• _Consignes_
**A)** Relevez toutes les villes nommées dans l'article sur l'embargo visant l'Iran.
**B)** Poursuivez l'article sur l'embargo visant l'Iran après sa dernière phrase, s'il vous plaît.

• _Extrait présenté_
_ _ _ _ _ _ _
RYAD ET WASHINGTON APPELLENT À PROLONGER L’EMBARGO SUR LES ARMES VISANT L’IRAN
Des responsables saoudien et américain ont appelé lundi à prolonger un embargo sur les armes visant Téhéran, avertissant que sa levée aurait des conséquences sur la sécurité régionale, notamment au Yémen où ils accusent l’Iran d’armer les rebelles Houthis.
L’Iran est soumis jusqu’en octobre à un embargo sur les armes lié à la résolution 2231 ayant entériné l’accord international sur le nucléaire iranien conclu en 2015 et dont les Etats-Unis se sont unilatéralement retirés en 2018, rétablissant de lourdes sanctions contre Téhéran.
Depuis le début de l’année, Washington incite des membres du Conseil de sécurité de l’ONU à soutenir une prolongation de l’embargo.
_ _ _ _ _ _ _
[Enregistrements du jeu de données]
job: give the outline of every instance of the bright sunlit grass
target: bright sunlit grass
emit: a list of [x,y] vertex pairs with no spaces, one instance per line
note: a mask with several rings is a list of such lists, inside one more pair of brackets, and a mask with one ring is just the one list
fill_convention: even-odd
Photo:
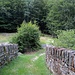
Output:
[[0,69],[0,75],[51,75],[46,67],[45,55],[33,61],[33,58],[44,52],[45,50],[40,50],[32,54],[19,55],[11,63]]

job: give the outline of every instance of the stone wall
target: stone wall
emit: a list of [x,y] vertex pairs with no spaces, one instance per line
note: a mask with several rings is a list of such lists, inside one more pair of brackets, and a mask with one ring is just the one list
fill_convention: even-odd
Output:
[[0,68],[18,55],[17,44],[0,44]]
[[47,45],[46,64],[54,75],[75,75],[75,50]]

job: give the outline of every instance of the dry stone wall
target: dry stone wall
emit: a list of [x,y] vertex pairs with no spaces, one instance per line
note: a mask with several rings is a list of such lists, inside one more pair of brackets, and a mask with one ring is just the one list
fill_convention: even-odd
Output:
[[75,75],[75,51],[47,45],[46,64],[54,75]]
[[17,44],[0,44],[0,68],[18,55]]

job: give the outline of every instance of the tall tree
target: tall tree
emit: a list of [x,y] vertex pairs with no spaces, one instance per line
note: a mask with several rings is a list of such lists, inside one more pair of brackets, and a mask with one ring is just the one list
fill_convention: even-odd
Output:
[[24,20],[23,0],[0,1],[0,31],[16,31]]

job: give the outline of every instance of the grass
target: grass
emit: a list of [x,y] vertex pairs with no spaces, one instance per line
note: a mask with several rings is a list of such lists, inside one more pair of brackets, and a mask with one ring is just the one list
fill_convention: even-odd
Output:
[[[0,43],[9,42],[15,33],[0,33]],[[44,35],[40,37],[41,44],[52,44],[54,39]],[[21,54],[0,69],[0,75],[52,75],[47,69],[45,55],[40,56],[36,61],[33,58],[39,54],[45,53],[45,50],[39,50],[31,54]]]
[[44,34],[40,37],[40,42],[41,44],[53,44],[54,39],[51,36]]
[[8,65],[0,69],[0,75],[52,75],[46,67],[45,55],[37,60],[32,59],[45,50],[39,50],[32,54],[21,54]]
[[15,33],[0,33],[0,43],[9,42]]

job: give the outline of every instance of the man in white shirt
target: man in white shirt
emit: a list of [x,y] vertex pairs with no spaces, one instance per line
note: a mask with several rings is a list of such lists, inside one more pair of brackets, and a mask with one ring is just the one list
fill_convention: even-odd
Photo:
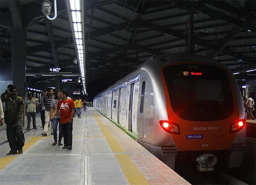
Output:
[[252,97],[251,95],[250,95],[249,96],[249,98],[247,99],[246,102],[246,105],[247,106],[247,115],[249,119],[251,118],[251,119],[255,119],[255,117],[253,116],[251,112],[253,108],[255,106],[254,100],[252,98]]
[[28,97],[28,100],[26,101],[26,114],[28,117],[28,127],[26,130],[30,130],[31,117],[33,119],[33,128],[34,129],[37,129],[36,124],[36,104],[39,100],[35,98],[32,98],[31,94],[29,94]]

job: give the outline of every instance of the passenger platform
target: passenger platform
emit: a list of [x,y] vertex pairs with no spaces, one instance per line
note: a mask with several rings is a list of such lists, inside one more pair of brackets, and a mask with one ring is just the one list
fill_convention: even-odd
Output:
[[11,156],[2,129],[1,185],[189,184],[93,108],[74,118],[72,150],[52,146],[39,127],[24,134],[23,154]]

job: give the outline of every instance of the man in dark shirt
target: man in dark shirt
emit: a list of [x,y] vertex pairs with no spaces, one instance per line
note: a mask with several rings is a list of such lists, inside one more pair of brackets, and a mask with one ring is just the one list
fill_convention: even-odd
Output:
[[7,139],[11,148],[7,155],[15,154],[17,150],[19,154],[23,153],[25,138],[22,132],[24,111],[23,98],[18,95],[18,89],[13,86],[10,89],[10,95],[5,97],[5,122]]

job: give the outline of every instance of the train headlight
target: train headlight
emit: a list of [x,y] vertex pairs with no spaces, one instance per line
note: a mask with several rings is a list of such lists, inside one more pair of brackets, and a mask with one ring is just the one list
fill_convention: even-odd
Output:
_ _ _ _ _ _ _
• _Réponses par consigne_
**A)** Ryad, Washington, Téhéran

**B)**
La levée de l’embargo « encouragera » Téhéran et pourrait entraîner une course à l’armement au Moyen-Orient, a affirmé l’émissaire américain pour l’Iran Brian Hook lors d’une conférence de presse à Ryad.
« Le Conseil de sécurité de l’ONU ne peut pas accepter cela », a-t-il ajouté, aux côtés du ministre d’Etat saoudien aux Affaires étrangères Adel al-Jubeir.
Lors de la conférence de presse, des responsables saoudiens ont exposé les débris de missiles et de drones fournis selon eux par l’Iran aux rebelles yéménites et utilisés lors d’attaques contre des villes saoudiennes.
L’Iran soutient les Houthis dans le conflit qui les oppose aux forces progouvernementales, appuyées depuis 2015 par une coalition militaire menée par l’Arabie saoudite, mais nie leur fournir des armes.
« L’Iran cherche à fournir des armes à des organisations terroristes. Qu’est-ce qui arrivera si l’embargo est levé? (…) L’Iran deviendra plus (…) agressif », a déclaré M. Jubeir.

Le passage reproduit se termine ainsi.